Repeat the material below word for word and leave out all pictures.

Stored rows:
····················

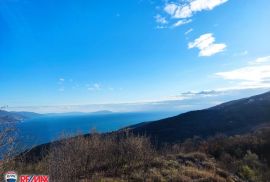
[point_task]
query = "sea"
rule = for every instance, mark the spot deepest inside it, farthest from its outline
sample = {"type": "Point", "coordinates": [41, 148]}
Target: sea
{"type": "Point", "coordinates": [49, 128]}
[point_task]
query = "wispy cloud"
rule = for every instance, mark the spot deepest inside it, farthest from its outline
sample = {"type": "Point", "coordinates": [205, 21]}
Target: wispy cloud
{"type": "Point", "coordinates": [207, 46]}
{"type": "Point", "coordinates": [181, 22]}
{"type": "Point", "coordinates": [160, 19]}
{"type": "Point", "coordinates": [189, 31]}
{"type": "Point", "coordinates": [182, 11]}
{"type": "Point", "coordinates": [188, 8]}
{"type": "Point", "coordinates": [95, 86]}
{"type": "Point", "coordinates": [254, 75]}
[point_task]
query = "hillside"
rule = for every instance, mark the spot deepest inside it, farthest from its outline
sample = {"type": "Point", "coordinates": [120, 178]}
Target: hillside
{"type": "Point", "coordinates": [230, 118]}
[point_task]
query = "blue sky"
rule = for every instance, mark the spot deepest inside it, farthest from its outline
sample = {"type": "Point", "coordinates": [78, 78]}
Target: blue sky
{"type": "Point", "coordinates": [55, 54]}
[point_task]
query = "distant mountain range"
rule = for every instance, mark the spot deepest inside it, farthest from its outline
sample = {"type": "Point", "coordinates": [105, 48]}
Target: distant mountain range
{"type": "Point", "coordinates": [230, 118]}
{"type": "Point", "coordinates": [235, 117]}
{"type": "Point", "coordinates": [11, 117]}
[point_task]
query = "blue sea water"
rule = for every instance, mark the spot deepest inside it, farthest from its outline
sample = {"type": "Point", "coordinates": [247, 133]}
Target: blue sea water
{"type": "Point", "coordinates": [45, 129]}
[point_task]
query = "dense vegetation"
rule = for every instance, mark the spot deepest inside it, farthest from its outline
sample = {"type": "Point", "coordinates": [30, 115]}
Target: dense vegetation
{"type": "Point", "coordinates": [239, 116]}
{"type": "Point", "coordinates": [133, 158]}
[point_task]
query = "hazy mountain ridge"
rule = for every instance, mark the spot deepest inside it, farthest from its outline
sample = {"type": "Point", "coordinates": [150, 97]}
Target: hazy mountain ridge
{"type": "Point", "coordinates": [11, 117]}
{"type": "Point", "coordinates": [233, 117]}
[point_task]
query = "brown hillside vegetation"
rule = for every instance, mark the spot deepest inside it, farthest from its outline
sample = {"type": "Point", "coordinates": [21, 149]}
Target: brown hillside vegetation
{"type": "Point", "coordinates": [134, 158]}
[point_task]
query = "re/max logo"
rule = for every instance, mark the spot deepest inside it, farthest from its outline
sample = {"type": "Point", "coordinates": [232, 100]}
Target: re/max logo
{"type": "Point", "coordinates": [34, 178]}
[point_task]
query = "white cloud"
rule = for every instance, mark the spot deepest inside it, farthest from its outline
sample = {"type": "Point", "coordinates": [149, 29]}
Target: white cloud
{"type": "Point", "coordinates": [95, 86]}
{"type": "Point", "coordinates": [207, 46]}
{"type": "Point", "coordinates": [256, 75]}
{"type": "Point", "coordinates": [187, 9]}
{"type": "Point", "coordinates": [160, 19]}
{"type": "Point", "coordinates": [189, 31]}
{"type": "Point", "coordinates": [262, 60]}
{"type": "Point", "coordinates": [182, 22]}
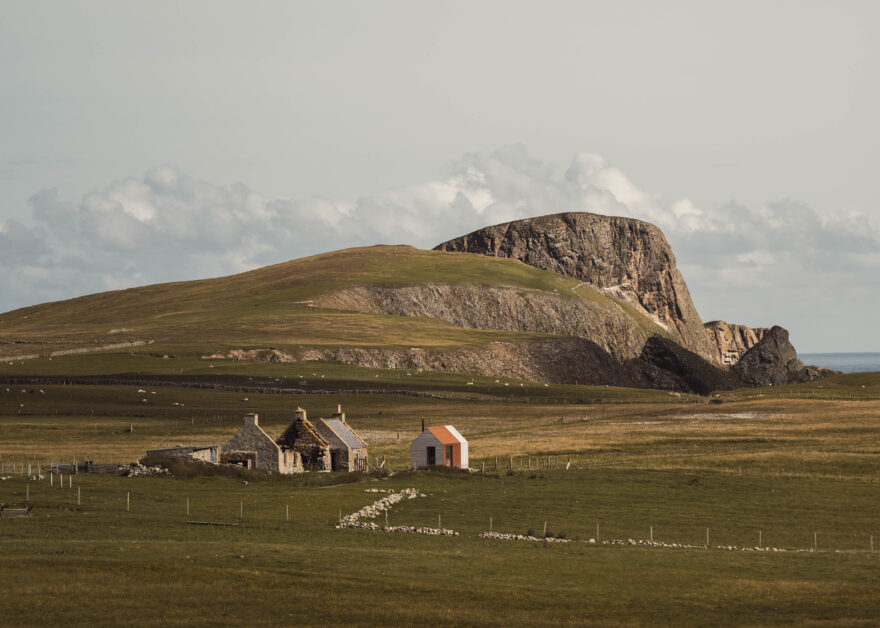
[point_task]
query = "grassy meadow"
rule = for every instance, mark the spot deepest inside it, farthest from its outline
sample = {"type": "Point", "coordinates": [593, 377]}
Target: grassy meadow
{"type": "Point", "coordinates": [796, 465]}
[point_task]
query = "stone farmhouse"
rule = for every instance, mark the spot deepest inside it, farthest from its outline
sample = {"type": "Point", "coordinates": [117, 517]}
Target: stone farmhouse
{"type": "Point", "coordinates": [252, 448]}
{"type": "Point", "coordinates": [348, 451]}
{"type": "Point", "coordinates": [327, 445]}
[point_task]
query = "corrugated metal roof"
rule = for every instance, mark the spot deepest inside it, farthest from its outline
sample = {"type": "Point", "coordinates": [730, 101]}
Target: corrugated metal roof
{"type": "Point", "coordinates": [444, 435]}
{"type": "Point", "coordinates": [344, 432]}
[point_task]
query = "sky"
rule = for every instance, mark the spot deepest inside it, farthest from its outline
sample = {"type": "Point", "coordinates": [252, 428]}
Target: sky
{"type": "Point", "coordinates": [144, 142]}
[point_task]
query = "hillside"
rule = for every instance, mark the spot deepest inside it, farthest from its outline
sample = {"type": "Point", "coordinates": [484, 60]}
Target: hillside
{"type": "Point", "coordinates": [382, 306]}
{"type": "Point", "coordinates": [570, 298]}
{"type": "Point", "coordinates": [627, 258]}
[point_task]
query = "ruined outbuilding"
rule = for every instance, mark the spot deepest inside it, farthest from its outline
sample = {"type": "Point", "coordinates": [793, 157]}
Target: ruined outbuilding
{"type": "Point", "coordinates": [252, 448]}
{"type": "Point", "coordinates": [348, 451]}
{"type": "Point", "coordinates": [204, 453]}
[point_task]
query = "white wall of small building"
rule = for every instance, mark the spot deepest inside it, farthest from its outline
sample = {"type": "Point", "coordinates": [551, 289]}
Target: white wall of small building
{"type": "Point", "coordinates": [418, 451]}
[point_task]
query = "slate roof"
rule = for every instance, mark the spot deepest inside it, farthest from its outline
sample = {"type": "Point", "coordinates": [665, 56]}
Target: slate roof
{"type": "Point", "coordinates": [346, 434]}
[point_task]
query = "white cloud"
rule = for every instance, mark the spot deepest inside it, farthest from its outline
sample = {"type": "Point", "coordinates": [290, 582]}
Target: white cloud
{"type": "Point", "coordinates": [167, 225]}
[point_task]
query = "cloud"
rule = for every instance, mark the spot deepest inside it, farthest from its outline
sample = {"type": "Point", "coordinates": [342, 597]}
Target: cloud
{"type": "Point", "coordinates": [167, 225]}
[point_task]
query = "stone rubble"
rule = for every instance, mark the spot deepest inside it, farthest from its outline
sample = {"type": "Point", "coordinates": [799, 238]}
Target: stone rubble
{"type": "Point", "coordinates": [521, 537]}
{"type": "Point", "coordinates": [354, 520]}
{"type": "Point", "coordinates": [136, 469]}
{"type": "Point", "coordinates": [420, 530]}
{"type": "Point", "coordinates": [375, 509]}
{"type": "Point", "coordinates": [729, 548]}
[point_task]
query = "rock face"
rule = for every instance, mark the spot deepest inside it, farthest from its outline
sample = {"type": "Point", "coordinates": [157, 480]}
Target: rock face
{"type": "Point", "coordinates": [601, 320]}
{"type": "Point", "coordinates": [773, 361]}
{"type": "Point", "coordinates": [621, 256]}
{"type": "Point", "coordinates": [732, 341]}
{"type": "Point", "coordinates": [557, 360]}
{"type": "Point", "coordinates": [665, 364]}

····················

The result:
[point_task]
query = "sea"
rule = for every instance, mark the spot deepest inside it, farthest from its outline
sample = {"type": "Point", "coordinates": [41, 148]}
Target: sea
{"type": "Point", "coordinates": [49, 128]}
[point_task]
query = "wispy cloud"
rule = for every instance, mark the spot deepest inside it, farthest from its outline
sample = {"type": "Point", "coordinates": [205, 21]}
Target: wispy cloud
{"type": "Point", "coordinates": [207, 46]}
{"type": "Point", "coordinates": [181, 22]}
{"type": "Point", "coordinates": [160, 19]}
{"type": "Point", "coordinates": [189, 31]}
{"type": "Point", "coordinates": [182, 11]}
{"type": "Point", "coordinates": [188, 8]}
{"type": "Point", "coordinates": [95, 86]}
{"type": "Point", "coordinates": [254, 75]}
[point_task]
query = "hillside"
rule = for every instance, mark the spot deepest inside it, farthest from its outline
sample = {"type": "Point", "coordinates": [120, 178]}
Target: hillside
{"type": "Point", "coordinates": [230, 118]}
[point_task]
query = "blue sky"
rule = for every instance, mark the spot deepest inside it, farthest from its outline
sample = {"type": "Point", "coordinates": [78, 78]}
Target: blue sky
{"type": "Point", "coordinates": [55, 54]}
[point_task]
query = "distant mountain range"
rule = for every instance, mark the spot deepest inside it, farthest from its outline
sample = {"type": "Point", "coordinates": [105, 48]}
Target: distant mountain range
{"type": "Point", "coordinates": [230, 118]}
{"type": "Point", "coordinates": [235, 117]}
{"type": "Point", "coordinates": [11, 117]}
[point_task]
query = "blue sea water"
rule = for every instance, mark the spot deepest inside it, farthest from its outline
sample = {"type": "Point", "coordinates": [247, 133]}
Target: blue sea water
{"type": "Point", "coordinates": [45, 129]}
[point_task]
query = "dense vegetation"
rule = for every instance, mark the spot deepest inside it, farthest from its outline
sample = {"type": "Point", "coordinates": [30, 115]}
Target: dense vegetation
{"type": "Point", "coordinates": [239, 116]}
{"type": "Point", "coordinates": [133, 158]}
[point_task]
query = "hazy mountain ridge"
rule = for every instance, mark the spot deepest inside it, farthest from its outline
sample = {"type": "Point", "coordinates": [150, 97]}
Target: hazy mountain ridge
{"type": "Point", "coordinates": [11, 117]}
{"type": "Point", "coordinates": [233, 117]}
[point_task]
query = "brown hillside vegetation"
rule = for every instance, mark the spot deepest inside it, farthest from its outline
sample = {"type": "Point", "coordinates": [21, 149]}
Target: brown hillside vegetation
{"type": "Point", "coordinates": [134, 158]}
[point_task]
query = "re/max logo"
rule = for every instance, mark the spot deepest inside it, farthest from its outline
sample = {"type": "Point", "coordinates": [232, 100]}
Target: re/max logo
{"type": "Point", "coordinates": [34, 178]}
[point_task]
query = "white cloud"
rule = for every instance, mark the spot deepest inside it, farthest from its outline
sample = {"type": "Point", "coordinates": [149, 29]}
Target: white cloud
{"type": "Point", "coordinates": [95, 86]}
{"type": "Point", "coordinates": [207, 46]}
{"type": "Point", "coordinates": [256, 75]}
{"type": "Point", "coordinates": [187, 9]}
{"type": "Point", "coordinates": [160, 19]}
{"type": "Point", "coordinates": [189, 31]}
{"type": "Point", "coordinates": [262, 60]}
{"type": "Point", "coordinates": [182, 22]}
[point_task]
query = "grassy meadow"
rule = for every instance, mark the spot deepest inside it, farthest from its outline
sample = {"type": "Point", "coordinates": [593, 377]}
Target: grassy meadow
{"type": "Point", "coordinates": [796, 465]}
[point_task]
query = "stone farmhouse"
rule = for every instance, mark the spot deepest inside it, farthest from its outline
sample = {"type": "Point", "coordinates": [117, 517]}
Target: stone farmhouse
{"type": "Point", "coordinates": [252, 448]}
{"type": "Point", "coordinates": [348, 451]}
{"type": "Point", "coordinates": [327, 445]}
[point_task]
query = "corrugated metal roof"
rule = for every instance, mark the spot deepest inside it, farthest from its outline
sample = {"type": "Point", "coordinates": [730, 101]}
Target: corrugated metal roof
{"type": "Point", "coordinates": [444, 435]}
{"type": "Point", "coordinates": [344, 432]}
[point_task]
query = "sky"
rule = for every instance, mark the spot deepest inside it, farthest from its outline
sample = {"type": "Point", "coordinates": [252, 428]}
Target: sky
{"type": "Point", "coordinates": [144, 142]}
[point_task]
query = "hillside"
rule = for every instance, mark the spot deepest inside it, farthest from its outline
sample = {"type": "Point", "coordinates": [484, 60]}
Target: hillside
{"type": "Point", "coordinates": [382, 306]}
{"type": "Point", "coordinates": [570, 298]}
{"type": "Point", "coordinates": [627, 258]}
[point_task]
query = "ruined outbuilding"
rule = for every instance, mark the spot deepest inside it, farthest from its outline
sample = {"type": "Point", "coordinates": [793, 157]}
Target: ruined outbuilding
{"type": "Point", "coordinates": [252, 448]}
{"type": "Point", "coordinates": [348, 451]}
{"type": "Point", "coordinates": [204, 453]}
[point_task]
query = "white wall of small building"
rule = for every instance, mark the spot deepest inside it, farthest from its outline
sample = {"type": "Point", "coordinates": [551, 289]}
Target: white wall of small building
{"type": "Point", "coordinates": [418, 451]}
[point_task]
query = "slate roof"
rule = for every instance, mark the spot deepest inside it, farthest from its outline
sample = {"type": "Point", "coordinates": [665, 56]}
Target: slate roof
{"type": "Point", "coordinates": [346, 434]}
[point_task]
query = "white cloud"
rule = for every instance, mark the spot deepest inside it, farthest from its outline
sample = {"type": "Point", "coordinates": [290, 582]}
Target: white cloud
{"type": "Point", "coordinates": [167, 225]}
[point_task]
query = "cloud"
rule = for every instance, mark the spot deepest inside it, farthest from its outline
sample = {"type": "Point", "coordinates": [342, 597]}
Target: cloud
{"type": "Point", "coordinates": [167, 225]}
[point_task]
query = "stone rubble"
rule = for every instance, mark the spot deepest inside it, farthest from its outline
sample = {"type": "Point", "coordinates": [799, 238]}
Target: stone rubble
{"type": "Point", "coordinates": [521, 537]}
{"type": "Point", "coordinates": [354, 520]}
{"type": "Point", "coordinates": [136, 469]}
{"type": "Point", "coordinates": [420, 530]}
{"type": "Point", "coordinates": [375, 509]}
{"type": "Point", "coordinates": [729, 548]}
[point_task]
query = "rock face"
rule = for every instance, mark the spot deepest inside it, farthest from its outline
sample = {"type": "Point", "coordinates": [157, 480]}
Target: rock face
{"type": "Point", "coordinates": [601, 320]}
{"type": "Point", "coordinates": [773, 361]}
{"type": "Point", "coordinates": [621, 256]}
{"type": "Point", "coordinates": [732, 341]}
{"type": "Point", "coordinates": [557, 360]}
{"type": "Point", "coordinates": [665, 364]}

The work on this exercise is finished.